# [Document section]
----

Meeting With Unknowable – In Gita Verse 4.11 As all surrender unto Me, I reward them accordingly. Everyone follows My path in all respects, O son of Pṛthā.
Krishna says these words in absolute compassion. When you use the word surrender means that when we turn in, be with ourselves, we dissolve into him. For him surrender is not an agreement with his thinking, he says that when we turn in, be with ourselves, he resonates with the same frequency where we are. He holds us from where we are. He doesn’t say that unless you reach me I will not be available. He says that you go in, turn in, be with yourself, I will be there. I will be there not as I am but as you. I and you are not separate but one only.
Let’s understand this through our own experience. When we play with the child we become a child, we resonate with the child, we are not separate from the child but one with the child. In the process the child grows.
Krishna tells Arjuna be yourself, be playful, and you will be me. I am always waiting. Wherever you are I am there as you are. This is compassion. In my Bhagavad Gita Verse 4.7, I wrote regarding Buddha and Angulimal, Buddha never says to Angulimal that, come and do meditation. He told him to take his head, and spoke his language, he represented himself as Angulimal wanted him to be. He never showed his superiority to him.
In Krishna’s own life he presented himself to Putana as child, to Kansha as enemy, to Arjuna as friend, philosopher and guide, to Radha as lover, to Rukmani as husband, without any resistance.
In our life, look when we are with our children we talk with them as their parents and not as spouse or their children, when we are with spouse we relate to them as spouse, so we represent to others in such a way that they can relate to us.
The difference between us and Krishna is only one: that is he is total when he is with anyone and we are not.
Here Krishna tells Arjuna to turn in, I will be there, as you are and you will be silent in that silent you and I will be vibrating in the same frequency, called AUM. In my Bhagavad Gita Verse 4.3, I have written that the whole universe is created from AUM.

----

# [Records provided]
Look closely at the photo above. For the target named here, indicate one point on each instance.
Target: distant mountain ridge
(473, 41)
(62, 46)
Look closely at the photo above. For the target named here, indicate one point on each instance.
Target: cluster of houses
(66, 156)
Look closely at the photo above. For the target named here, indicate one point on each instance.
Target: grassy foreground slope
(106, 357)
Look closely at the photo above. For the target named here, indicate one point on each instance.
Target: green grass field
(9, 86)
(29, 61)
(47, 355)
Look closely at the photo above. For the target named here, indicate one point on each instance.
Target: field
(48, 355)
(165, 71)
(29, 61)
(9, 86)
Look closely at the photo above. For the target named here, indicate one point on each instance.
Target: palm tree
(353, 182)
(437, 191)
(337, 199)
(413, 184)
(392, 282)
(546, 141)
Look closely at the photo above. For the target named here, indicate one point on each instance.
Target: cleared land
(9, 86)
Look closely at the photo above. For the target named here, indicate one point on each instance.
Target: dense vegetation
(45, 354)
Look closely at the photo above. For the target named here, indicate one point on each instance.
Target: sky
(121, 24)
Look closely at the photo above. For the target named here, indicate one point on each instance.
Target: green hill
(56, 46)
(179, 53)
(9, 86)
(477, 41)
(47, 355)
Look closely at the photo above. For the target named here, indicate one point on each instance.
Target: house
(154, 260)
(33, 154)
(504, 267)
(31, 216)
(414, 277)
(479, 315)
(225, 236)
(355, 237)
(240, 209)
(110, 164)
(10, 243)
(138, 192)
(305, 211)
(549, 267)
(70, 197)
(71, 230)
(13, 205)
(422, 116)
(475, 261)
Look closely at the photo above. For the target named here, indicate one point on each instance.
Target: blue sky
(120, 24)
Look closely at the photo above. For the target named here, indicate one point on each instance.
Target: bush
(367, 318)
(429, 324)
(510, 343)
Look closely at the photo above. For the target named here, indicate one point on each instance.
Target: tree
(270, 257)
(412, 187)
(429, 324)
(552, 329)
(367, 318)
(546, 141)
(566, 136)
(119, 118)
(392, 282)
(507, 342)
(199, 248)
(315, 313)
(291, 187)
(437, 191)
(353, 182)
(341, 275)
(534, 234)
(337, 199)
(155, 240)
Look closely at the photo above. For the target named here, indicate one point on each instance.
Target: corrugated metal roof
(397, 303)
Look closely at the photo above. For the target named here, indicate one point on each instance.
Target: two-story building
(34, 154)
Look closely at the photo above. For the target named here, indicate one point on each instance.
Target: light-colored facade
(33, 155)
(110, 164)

----

# [Instructions for the task]
Please carry on the commentary on Gita Verse 4.11 past its last paragraph. The listing has nothing to do with what comes next.

# [Output for this exercise]
With Aum, Patanjali says, you will feel the first taste of dropping into the universal, turning in. That taste will become your happiness and instability will go away. That’s why he says in chanting Aum and witnessing it all, obstacles drop.
“Anguish, despair, tremors and irregular breathing are the symptoms of a distracted mind.”
These are the symptoms. Anguish: always anxiety-ridden, always split, always an anxious mind, always sad, in despair; subtle tremors in the body energy, because when the body energy is not running in a circle you have subtle tremors, a trembling, fear and irregular breathing. Then your breathing cannot be rhythmic. It cannot be a song; it cannot be a harmony.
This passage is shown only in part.